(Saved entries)
==*==
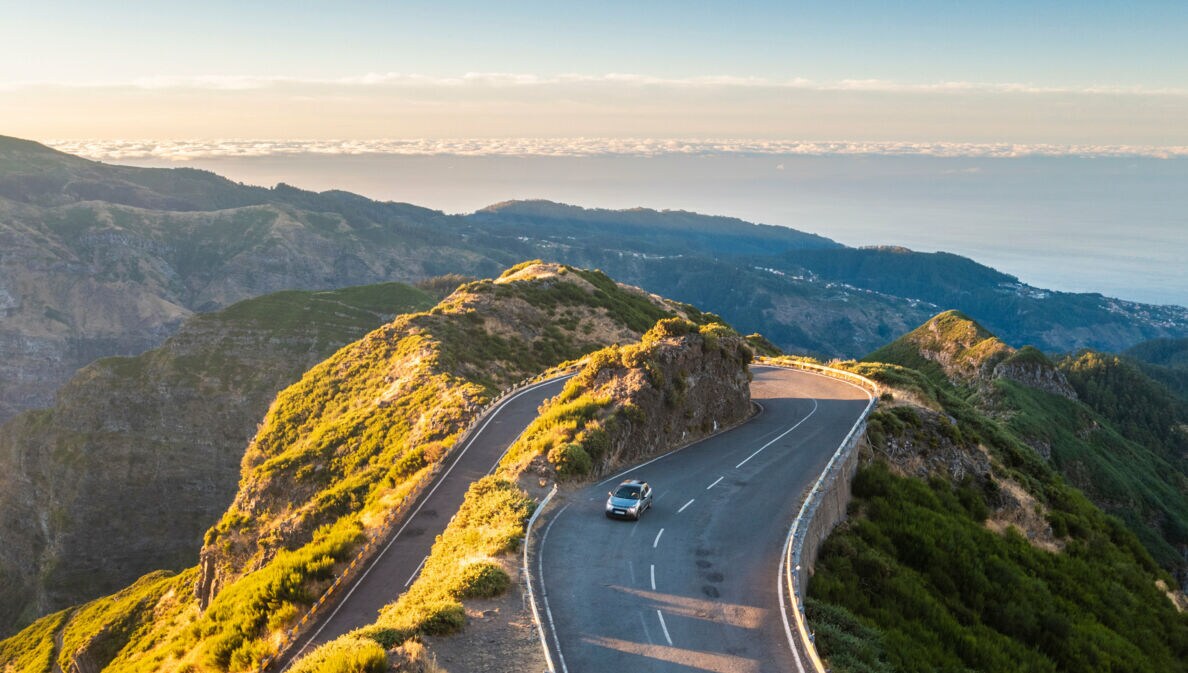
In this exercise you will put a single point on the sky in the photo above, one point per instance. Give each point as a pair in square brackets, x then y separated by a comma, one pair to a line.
[1063, 73]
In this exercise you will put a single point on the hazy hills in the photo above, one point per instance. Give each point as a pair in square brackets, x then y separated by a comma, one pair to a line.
[971, 543]
[98, 259]
[968, 524]
[1108, 429]
[335, 453]
[139, 455]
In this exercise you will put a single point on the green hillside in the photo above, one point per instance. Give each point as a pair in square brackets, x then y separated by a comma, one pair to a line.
[136, 251]
[1164, 360]
[169, 427]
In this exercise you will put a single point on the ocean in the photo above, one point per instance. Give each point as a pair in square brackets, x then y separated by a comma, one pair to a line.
[1114, 225]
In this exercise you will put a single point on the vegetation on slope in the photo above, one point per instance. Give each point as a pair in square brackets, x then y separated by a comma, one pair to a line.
[966, 549]
[345, 446]
[610, 403]
[170, 427]
[1164, 360]
[917, 567]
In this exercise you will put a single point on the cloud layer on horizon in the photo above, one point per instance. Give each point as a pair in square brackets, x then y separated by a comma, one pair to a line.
[525, 80]
[187, 150]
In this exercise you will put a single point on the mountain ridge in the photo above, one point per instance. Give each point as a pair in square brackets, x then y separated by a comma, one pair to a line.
[101, 259]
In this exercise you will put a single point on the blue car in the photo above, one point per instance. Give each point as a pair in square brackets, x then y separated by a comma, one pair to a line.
[630, 499]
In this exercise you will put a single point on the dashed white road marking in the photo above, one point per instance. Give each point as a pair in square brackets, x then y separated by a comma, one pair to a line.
[664, 627]
[779, 436]
[544, 592]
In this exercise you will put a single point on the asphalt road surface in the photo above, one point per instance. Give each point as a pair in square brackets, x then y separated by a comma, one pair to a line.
[398, 563]
[693, 586]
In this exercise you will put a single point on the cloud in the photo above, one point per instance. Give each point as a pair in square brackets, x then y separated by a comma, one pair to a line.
[520, 80]
[187, 150]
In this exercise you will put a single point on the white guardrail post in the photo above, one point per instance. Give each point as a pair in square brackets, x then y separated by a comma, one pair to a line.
[794, 577]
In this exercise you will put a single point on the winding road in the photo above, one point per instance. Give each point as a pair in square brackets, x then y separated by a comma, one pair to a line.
[397, 564]
[694, 585]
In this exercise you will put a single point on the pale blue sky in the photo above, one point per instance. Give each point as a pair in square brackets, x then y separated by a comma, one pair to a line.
[1062, 71]
[1054, 43]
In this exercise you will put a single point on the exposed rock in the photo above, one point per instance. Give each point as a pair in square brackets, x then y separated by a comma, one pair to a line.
[139, 455]
[1035, 372]
[440, 366]
[922, 442]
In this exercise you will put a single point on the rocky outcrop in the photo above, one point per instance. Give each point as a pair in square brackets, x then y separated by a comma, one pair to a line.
[139, 455]
[365, 421]
[673, 390]
[922, 442]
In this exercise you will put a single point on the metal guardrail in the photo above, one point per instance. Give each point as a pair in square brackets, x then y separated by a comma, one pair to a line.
[841, 464]
[528, 578]
[396, 516]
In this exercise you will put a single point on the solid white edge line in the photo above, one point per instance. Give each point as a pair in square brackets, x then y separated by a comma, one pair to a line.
[690, 445]
[783, 571]
[779, 436]
[664, 627]
[528, 577]
[544, 592]
[415, 572]
[783, 601]
[441, 479]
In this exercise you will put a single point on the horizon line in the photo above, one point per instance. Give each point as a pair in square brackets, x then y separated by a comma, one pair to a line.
[184, 150]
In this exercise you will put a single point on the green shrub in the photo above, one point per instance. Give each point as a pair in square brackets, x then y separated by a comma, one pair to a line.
[570, 460]
[346, 654]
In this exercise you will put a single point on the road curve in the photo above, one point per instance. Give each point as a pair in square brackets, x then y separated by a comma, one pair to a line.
[397, 564]
[693, 586]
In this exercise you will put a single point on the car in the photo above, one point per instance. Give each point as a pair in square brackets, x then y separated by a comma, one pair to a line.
[630, 499]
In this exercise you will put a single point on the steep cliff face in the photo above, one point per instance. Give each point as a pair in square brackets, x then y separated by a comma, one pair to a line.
[956, 347]
[336, 453]
[139, 455]
[358, 427]
[89, 280]
[678, 384]
[958, 527]
[1104, 426]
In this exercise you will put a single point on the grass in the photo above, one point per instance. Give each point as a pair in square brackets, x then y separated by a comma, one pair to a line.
[940, 591]
[343, 446]
[570, 431]
[102, 627]
[348, 654]
[463, 564]
[32, 651]
[915, 580]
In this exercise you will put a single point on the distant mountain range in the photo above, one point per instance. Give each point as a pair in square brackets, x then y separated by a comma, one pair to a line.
[100, 259]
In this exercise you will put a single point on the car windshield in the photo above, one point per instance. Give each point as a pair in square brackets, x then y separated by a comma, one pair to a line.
[630, 492]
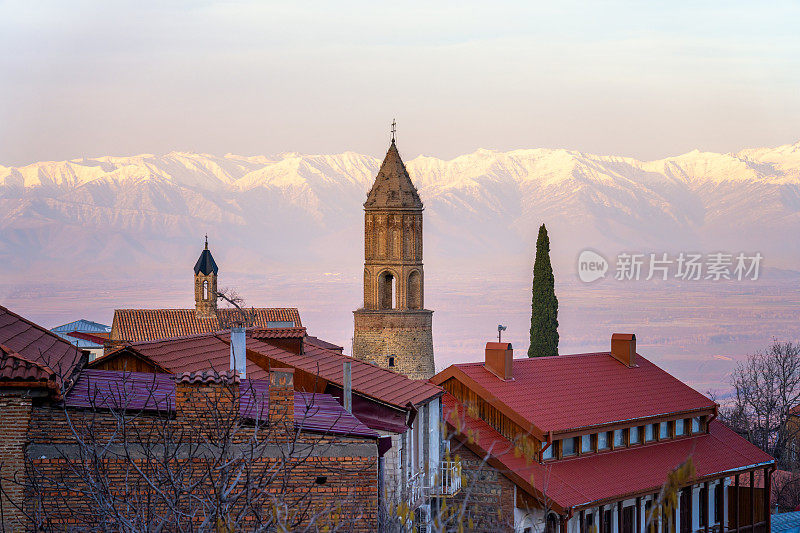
==*==
__TASK TO COMPLETE__.
Rewrite the lines starting at the one containing "on the hazy" and ending at the one containing "[1114, 225]", with their requests, scaling every point coordinate in the answers by 1.95 and rounding to whole numbers, halves up. Give only those lines.

__PROBLEM SOLUTION__.
In this exercise you will put a single point on the hazy hills in the photo above, one point per instance. Give each point as a pair in square brackets, x then y separated by a comma, one pair to a line.
[1893, 1059]
[191, 505]
[1888, 1022]
[2161, 837]
[653, 883]
[271, 887]
In this exercise you will put a single point on the green hillside in the photo above, one point per instance. Give each point as a pair in square brackets, x then y separated by a comma, one pair to a line.
[265, 489]
[2270, 702]
[330, 833]
In this exercise you will put a single point on the ocean in the photo above, one point per instance. Give each point as a pair in square brackets, x then y separated by a comma, one pair to a line.
[2172, 439]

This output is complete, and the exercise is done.